- WHAT IS EXPECTED -
Rewrite the rows from the line with "Box each dark wooden barn you can see." to the line with "[218,242,418,264]", both included, keeping the requests. Add -38 to every bounding box coordinate in the answers.

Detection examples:
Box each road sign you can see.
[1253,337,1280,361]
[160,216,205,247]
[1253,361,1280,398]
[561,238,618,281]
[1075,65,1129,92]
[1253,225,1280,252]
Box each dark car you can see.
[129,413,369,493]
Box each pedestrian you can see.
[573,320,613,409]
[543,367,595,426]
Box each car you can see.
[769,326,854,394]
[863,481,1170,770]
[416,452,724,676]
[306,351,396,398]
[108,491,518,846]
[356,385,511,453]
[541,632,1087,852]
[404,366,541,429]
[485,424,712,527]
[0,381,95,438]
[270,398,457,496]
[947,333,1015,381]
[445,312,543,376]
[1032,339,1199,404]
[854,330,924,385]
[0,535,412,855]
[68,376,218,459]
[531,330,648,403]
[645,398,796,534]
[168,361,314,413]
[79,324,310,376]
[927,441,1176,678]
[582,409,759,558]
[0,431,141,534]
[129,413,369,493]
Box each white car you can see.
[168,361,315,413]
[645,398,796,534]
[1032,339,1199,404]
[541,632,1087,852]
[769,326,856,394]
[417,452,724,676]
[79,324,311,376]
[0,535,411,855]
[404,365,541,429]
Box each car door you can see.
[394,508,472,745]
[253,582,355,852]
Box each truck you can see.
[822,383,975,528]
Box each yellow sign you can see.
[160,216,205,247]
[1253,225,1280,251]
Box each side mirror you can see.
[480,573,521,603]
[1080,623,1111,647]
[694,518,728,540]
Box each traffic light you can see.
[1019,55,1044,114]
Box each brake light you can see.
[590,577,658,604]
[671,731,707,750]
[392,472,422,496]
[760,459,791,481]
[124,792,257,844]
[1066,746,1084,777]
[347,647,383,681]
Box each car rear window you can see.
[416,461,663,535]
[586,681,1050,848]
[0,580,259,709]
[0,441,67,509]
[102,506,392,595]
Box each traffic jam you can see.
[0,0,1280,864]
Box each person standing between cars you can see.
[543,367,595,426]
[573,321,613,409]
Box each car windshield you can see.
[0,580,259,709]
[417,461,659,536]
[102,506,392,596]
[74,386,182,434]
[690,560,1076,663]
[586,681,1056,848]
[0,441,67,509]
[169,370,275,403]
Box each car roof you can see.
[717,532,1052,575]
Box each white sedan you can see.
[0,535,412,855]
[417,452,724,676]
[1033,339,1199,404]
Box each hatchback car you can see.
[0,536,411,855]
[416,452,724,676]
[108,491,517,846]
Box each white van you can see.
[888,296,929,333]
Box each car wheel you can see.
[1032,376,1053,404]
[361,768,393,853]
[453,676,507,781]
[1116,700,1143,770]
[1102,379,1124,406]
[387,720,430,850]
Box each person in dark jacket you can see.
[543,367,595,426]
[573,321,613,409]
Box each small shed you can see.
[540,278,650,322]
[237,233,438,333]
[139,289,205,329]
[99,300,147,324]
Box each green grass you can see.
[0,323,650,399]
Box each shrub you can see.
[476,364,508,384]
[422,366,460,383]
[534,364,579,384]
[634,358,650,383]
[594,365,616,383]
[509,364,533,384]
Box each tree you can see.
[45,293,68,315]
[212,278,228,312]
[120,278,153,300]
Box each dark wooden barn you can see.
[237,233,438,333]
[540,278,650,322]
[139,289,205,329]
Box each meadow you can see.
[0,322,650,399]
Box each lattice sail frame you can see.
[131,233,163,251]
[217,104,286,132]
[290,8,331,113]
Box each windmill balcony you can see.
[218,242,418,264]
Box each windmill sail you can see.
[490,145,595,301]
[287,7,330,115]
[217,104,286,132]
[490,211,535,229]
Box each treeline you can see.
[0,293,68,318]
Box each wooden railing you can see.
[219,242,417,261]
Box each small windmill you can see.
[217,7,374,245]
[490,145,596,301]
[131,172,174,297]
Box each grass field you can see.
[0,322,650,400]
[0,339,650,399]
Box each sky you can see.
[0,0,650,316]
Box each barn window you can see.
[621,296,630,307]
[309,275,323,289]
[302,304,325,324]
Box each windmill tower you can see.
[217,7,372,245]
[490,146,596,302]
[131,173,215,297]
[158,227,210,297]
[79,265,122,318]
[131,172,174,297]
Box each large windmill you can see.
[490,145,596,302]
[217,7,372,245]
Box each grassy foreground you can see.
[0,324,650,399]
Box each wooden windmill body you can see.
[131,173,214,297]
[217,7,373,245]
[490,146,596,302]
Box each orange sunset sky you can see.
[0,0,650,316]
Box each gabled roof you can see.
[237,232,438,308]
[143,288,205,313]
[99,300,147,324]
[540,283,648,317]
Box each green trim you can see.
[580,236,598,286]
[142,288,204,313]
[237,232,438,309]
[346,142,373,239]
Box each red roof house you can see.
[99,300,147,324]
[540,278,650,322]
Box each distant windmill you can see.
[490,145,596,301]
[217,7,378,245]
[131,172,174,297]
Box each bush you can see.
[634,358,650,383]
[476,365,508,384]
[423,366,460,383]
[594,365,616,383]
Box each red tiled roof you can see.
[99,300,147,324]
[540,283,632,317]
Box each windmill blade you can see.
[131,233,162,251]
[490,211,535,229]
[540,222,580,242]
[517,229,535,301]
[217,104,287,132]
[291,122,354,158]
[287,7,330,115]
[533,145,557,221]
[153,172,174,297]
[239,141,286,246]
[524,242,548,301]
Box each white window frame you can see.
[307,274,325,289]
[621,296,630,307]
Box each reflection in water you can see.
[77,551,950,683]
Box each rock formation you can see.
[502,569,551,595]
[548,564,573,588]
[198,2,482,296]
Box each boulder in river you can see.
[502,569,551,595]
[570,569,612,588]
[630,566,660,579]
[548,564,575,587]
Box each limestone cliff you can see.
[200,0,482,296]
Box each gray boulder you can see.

- WORKED SOLUTION -
Box each dark wooden barn you can see.
[199,195,400,295]
[502,240,612,284]
[101,251,167,291]
Box each meadow you can see.
[-38,284,612,361]
Box each lattice sail frame you can see.
[93,195,125,213]
[179,66,248,94]
[252,-30,293,75]
Box each windmill balcony you can see.
[180,204,380,226]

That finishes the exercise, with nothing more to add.